- _WHAT TO WORK ON_:
Using the records below, write out the line with "Reviewer note: confirm that each instance of the forest" and each line after it through the final one, exactly, and only those.
··· DATASET RECORDS
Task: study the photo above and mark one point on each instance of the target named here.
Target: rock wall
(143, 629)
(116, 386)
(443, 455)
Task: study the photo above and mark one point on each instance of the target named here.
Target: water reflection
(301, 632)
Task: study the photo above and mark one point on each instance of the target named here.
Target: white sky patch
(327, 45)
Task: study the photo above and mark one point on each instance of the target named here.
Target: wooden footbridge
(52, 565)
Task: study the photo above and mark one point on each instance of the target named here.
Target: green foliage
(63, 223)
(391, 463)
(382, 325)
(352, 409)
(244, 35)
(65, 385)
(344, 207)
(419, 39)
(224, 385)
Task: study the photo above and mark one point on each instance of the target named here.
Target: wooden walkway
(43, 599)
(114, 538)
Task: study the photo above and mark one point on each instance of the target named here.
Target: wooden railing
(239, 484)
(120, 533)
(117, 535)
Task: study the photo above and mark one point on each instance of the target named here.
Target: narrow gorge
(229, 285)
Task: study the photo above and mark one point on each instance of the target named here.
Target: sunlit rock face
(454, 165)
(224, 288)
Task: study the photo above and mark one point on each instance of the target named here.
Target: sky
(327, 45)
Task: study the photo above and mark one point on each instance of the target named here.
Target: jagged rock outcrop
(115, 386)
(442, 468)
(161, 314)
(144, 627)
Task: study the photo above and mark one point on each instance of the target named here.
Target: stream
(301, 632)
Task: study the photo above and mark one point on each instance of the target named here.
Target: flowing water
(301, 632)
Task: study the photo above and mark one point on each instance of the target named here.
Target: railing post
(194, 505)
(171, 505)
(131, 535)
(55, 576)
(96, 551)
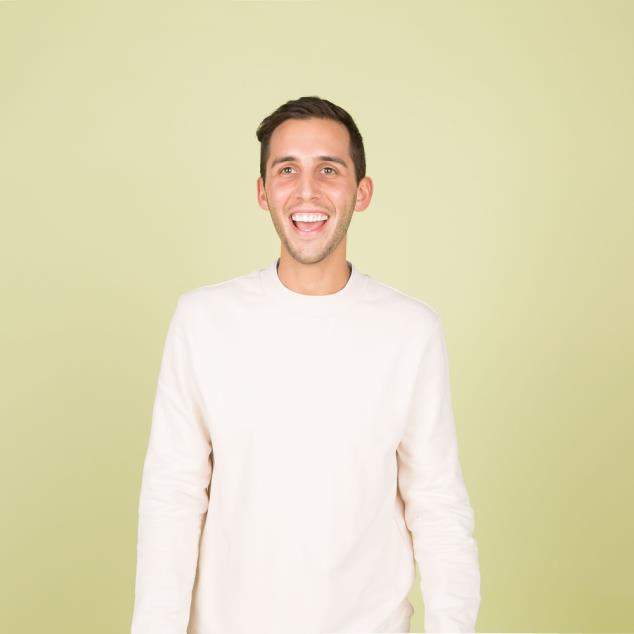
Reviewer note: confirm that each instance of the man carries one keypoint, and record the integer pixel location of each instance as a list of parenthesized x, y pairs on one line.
[(302, 453)]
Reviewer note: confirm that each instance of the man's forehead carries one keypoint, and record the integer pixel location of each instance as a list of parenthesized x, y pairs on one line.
[(310, 138)]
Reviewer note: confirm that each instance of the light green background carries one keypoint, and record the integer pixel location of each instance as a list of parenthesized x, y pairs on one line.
[(500, 139)]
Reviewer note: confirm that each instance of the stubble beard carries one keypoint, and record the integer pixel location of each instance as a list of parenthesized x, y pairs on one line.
[(342, 219)]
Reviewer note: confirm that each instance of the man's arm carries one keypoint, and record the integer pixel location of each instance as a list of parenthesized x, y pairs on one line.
[(174, 497), (437, 507)]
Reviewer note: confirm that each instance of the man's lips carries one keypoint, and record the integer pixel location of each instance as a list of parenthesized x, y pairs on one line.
[(309, 228)]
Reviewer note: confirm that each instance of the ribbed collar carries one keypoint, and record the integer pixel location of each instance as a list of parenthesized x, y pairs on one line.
[(313, 304)]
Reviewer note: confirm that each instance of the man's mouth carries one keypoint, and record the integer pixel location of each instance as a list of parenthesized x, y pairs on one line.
[(309, 224)]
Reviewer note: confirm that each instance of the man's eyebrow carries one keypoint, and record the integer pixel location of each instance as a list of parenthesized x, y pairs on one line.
[(332, 159)]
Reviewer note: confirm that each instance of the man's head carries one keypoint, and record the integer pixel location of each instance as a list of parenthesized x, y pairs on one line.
[(312, 160), (306, 108)]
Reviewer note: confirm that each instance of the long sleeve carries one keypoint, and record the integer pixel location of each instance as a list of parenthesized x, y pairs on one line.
[(174, 492), (436, 502)]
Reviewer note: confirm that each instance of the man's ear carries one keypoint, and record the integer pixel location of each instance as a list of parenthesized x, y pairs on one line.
[(262, 201), (364, 193)]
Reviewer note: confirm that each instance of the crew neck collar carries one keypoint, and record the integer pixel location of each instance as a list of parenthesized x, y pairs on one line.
[(302, 302)]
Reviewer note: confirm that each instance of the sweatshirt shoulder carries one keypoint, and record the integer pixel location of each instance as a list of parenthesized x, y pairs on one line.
[(236, 292), (402, 306)]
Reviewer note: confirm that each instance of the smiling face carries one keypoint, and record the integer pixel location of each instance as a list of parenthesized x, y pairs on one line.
[(309, 170)]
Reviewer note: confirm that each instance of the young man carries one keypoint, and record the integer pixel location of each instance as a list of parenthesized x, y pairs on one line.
[(302, 452)]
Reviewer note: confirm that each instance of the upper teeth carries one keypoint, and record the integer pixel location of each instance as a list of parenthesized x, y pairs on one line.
[(309, 217)]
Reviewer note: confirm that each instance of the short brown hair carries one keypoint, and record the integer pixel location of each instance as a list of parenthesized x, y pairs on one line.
[(307, 108)]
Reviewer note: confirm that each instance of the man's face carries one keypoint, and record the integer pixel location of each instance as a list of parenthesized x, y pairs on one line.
[(310, 170)]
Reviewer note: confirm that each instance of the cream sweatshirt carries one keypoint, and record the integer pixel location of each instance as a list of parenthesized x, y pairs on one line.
[(302, 454)]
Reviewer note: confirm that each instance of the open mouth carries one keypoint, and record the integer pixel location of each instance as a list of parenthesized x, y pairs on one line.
[(309, 228)]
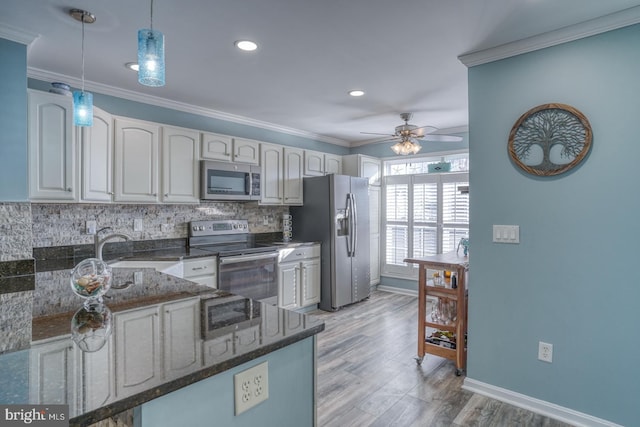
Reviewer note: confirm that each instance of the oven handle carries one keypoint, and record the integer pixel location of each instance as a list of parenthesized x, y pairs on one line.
[(244, 258)]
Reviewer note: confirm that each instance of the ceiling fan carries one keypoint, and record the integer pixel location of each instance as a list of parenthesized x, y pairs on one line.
[(409, 136)]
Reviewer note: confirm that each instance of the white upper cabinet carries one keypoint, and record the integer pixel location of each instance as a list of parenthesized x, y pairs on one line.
[(332, 164), (271, 181), (52, 148), (137, 149), (180, 172), (96, 146), (318, 164), (292, 188), (246, 151), (216, 147), (281, 180), (313, 163), (230, 149)]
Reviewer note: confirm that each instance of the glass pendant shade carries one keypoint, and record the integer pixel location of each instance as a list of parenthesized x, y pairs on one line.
[(82, 108), (151, 57)]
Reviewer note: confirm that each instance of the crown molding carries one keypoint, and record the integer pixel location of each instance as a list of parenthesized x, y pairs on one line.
[(570, 33), (17, 35), (130, 95)]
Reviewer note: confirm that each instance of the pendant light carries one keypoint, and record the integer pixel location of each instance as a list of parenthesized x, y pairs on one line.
[(82, 101), (151, 55)]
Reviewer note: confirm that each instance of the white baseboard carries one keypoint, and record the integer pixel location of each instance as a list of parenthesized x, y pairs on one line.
[(538, 406), (398, 290)]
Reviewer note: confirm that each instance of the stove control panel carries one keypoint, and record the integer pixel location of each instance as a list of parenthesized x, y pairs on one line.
[(216, 228)]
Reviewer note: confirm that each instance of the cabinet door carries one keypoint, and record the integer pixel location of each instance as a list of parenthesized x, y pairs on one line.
[(180, 171), (136, 161), (332, 164), (310, 282), (288, 281), (182, 345), (96, 145), (51, 137), (313, 163), (293, 162), (51, 367), (246, 151), (216, 147), (218, 349), (98, 372), (272, 325), (137, 350), (271, 179)]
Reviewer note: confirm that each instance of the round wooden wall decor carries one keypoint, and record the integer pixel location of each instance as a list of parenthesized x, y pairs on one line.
[(550, 139)]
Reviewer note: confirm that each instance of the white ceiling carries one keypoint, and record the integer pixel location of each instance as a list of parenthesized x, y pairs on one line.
[(403, 53)]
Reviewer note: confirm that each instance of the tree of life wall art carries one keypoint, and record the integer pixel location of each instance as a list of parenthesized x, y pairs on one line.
[(550, 139)]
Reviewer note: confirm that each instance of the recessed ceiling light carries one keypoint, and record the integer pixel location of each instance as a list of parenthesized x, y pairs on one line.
[(246, 45)]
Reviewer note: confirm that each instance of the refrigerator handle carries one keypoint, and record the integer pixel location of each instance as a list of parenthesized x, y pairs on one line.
[(354, 227), (349, 214)]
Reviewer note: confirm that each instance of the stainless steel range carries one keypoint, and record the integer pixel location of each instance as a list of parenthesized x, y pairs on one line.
[(244, 268)]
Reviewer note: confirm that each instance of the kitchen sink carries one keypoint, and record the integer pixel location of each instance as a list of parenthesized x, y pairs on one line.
[(173, 268)]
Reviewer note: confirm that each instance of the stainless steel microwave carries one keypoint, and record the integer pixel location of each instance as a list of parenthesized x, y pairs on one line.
[(229, 181)]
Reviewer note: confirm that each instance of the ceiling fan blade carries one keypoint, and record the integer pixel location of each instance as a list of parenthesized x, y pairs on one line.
[(373, 133), (441, 138)]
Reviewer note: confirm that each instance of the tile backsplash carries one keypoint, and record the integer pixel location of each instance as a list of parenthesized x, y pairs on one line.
[(16, 240), (64, 224)]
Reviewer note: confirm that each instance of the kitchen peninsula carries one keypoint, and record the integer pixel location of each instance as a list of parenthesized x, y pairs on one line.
[(170, 356)]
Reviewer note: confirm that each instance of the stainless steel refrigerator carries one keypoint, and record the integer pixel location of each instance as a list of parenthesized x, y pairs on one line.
[(336, 213)]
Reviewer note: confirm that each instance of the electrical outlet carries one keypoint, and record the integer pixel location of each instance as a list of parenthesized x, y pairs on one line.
[(251, 387), (545, 352)]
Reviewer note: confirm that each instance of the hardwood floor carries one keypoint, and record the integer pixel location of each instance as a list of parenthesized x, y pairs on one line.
[(367, 374)]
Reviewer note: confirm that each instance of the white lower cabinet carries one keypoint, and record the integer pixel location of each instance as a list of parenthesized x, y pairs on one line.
[(299, 277), (201, 270), (52, 364), (181, 337), (138, 359)]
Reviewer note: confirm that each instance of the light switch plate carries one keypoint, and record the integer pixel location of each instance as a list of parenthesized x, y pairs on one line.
[(506, 234)]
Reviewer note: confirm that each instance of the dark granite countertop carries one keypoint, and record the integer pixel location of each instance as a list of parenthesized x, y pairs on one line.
[(158, 340)]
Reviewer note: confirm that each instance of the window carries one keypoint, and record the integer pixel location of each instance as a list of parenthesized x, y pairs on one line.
[(424, 214)]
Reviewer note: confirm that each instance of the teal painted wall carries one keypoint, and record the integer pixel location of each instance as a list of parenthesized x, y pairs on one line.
[(142, 111), (210, 402), (572, 279), (13, 122)]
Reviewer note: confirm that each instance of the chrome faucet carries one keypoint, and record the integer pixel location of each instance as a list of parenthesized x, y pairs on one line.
[(99, 243)]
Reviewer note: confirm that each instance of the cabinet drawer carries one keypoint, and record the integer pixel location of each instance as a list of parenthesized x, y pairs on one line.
[(298, 253), (199, 267)]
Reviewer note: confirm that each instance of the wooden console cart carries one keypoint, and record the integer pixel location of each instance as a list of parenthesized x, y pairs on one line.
[(454, 299)]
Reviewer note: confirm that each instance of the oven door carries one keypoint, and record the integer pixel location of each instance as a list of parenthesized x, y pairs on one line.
[(252, 276)]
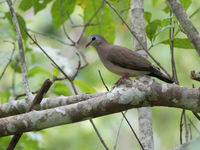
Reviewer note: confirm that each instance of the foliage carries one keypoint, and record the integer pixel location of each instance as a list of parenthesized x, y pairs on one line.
[(78, 12)]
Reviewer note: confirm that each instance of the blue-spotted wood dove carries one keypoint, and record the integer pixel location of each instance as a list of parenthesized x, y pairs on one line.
[(123, 61)]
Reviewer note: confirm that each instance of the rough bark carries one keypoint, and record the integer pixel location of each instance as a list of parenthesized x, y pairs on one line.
[(186, 24), (145, 113), (20, 106), (130, 95)]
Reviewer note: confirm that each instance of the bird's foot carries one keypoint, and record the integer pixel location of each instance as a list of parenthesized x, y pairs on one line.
[(125, 76)]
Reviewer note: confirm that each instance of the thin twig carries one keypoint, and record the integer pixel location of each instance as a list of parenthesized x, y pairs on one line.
[(9, 61), (190, 130), (186, 127), (181, 127), (89, 21), (132, 130), (194, 126), (123, 114), (63, 23), (21, 49), (171, 37), (117, 137), (103, 81), (97, 132), (134, 34), (51, 37), (36, 43), (38, 98)]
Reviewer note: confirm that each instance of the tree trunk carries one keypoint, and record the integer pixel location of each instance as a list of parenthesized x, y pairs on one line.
[(144, 113)]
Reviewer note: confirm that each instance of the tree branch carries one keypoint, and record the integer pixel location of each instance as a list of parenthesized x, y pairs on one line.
[(131, 95), (21, 49), (136, 37), (18, 107), (145, 113), (188, 27)]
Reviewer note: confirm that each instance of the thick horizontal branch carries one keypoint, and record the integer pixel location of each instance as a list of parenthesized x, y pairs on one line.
[(188, 27), (195, 75), (15, 107), (130, 95)]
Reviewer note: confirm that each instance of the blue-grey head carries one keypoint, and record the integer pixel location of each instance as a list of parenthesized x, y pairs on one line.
[(95, 40)]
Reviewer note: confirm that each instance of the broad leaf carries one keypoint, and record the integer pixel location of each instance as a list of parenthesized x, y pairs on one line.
[(180, 43), (61, 11), (106, 27)]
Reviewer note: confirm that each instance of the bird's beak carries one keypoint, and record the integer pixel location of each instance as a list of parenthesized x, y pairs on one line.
[(88, 44)]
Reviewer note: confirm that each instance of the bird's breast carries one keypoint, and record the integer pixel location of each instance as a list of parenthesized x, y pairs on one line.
[(121, 71)]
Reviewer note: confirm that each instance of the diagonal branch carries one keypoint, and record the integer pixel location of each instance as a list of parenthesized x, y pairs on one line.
[(21, 50), (38, 98), (189, 29), (132, 95)]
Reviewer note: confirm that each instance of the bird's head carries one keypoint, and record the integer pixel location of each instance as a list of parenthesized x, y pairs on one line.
[(95, 40)]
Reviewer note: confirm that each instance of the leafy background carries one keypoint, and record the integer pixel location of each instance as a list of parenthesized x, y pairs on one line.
[(44, 16)]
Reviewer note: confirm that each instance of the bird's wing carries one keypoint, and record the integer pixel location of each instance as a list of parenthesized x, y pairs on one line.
[(127, 58)]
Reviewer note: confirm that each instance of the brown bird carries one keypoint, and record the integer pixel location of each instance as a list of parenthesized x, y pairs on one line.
[(123, 61)]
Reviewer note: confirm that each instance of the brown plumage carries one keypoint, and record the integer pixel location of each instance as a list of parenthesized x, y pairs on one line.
[(121, 60)]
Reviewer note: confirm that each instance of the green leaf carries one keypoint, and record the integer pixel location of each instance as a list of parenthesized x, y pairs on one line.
[(186, 3), (166, 9), (4, 96), (61, 88), (26, 4), (106, 27), (67, 8), (38, 70), (15, 64), (147, 16), (40, 5), (21, 20), (151, 29), (154, 2), (191, 145), (180, 43), (56, 72), (84, 87), (123, 7)]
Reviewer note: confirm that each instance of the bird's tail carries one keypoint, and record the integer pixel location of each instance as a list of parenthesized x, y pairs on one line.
[(156, 73)]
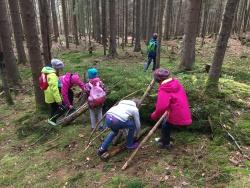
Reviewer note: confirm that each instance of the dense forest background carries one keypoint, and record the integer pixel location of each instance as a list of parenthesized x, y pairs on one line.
[(205, 44)]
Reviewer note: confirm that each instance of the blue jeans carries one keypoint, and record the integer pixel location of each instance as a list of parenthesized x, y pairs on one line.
[(150, 59), (115, 125)]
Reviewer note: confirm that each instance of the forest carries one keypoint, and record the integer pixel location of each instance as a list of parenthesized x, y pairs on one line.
[(125, 93)]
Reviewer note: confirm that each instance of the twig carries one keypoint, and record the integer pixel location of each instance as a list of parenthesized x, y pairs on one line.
······
- _ANSWER TO THE PROBLEM_:
Reviewer note: confirm that each instance of the forest carries one keypoint, and record the integer pixel location of each instance as a list of parenthesized x, y pairs on one line.
[(125, 93)]
Reviewer note: confirm that each instance of the twig carries one keypoint, and record the integer pixel location of each instance as a list of parenthesized x, y pairs on one line.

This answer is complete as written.